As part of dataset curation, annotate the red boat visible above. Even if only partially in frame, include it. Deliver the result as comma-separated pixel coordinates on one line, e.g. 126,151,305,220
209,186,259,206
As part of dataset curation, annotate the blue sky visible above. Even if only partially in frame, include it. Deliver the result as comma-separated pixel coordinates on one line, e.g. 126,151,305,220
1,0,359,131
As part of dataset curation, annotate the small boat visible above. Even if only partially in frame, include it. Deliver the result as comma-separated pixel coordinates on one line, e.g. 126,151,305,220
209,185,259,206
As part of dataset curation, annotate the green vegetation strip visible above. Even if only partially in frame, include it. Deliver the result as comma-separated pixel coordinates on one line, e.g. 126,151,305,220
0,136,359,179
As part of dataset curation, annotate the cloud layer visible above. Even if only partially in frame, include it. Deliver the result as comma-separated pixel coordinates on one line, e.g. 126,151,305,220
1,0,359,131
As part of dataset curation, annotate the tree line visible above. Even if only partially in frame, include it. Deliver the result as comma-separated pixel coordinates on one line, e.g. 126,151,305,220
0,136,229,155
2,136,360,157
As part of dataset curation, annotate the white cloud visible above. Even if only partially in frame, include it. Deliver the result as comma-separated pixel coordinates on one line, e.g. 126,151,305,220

───

■ **Work item**:
Return the whole listing, word for word.

■ **Result below**:
As part of dataset curation, annotate the red boat visible above. Even if only partially in frame, include it. Deliver the result as comma-separated pixel coordinates on one line, e.g. 126,151,305,220
209,186,259,206
As part of dataset curation, annotate the blue sky visible above. Even if only partially in frame, include it. Deliver the result as comma-separated pixel coordinates on one line, e.g. 126,151,305,220
1,0,359,131
As part of dataset curation, annotate the small boat visible above. Even if only partially in frame, include it. Deliver the result as comma-separated pixel coordinates on one line, e.g. 126,151,305,220
209,185,259,206
As part of dataset curation, annotate the green vegetation strip visible above. Even if only partially in frame, include it. Deliver the result as comma-separated pixel coordinates on one line, e.g. 126,151,305,220
0,136,359,179
As part of dataset curation, annotate the cloud layer visible above. Even if only partially in frame, include it. Deliver the result as comma-separated pixel coordinates on one line, e.g. 126,151,305,220
1,0,359,131
As part of dataset curation, annotate the tree line visible above. Even if only partially in frame, include it. Deliver the result as comma-separated pixel coordinates on one line, e.g. 126,151,305,220
0,136,229,155
2,136,360,157
As part of dataset curation, annotate the white cloud visible above. Even if only partially in frame, include it. Deliver the result as comma-separated pixel coordinates on one line, e.g. 126,151,305,220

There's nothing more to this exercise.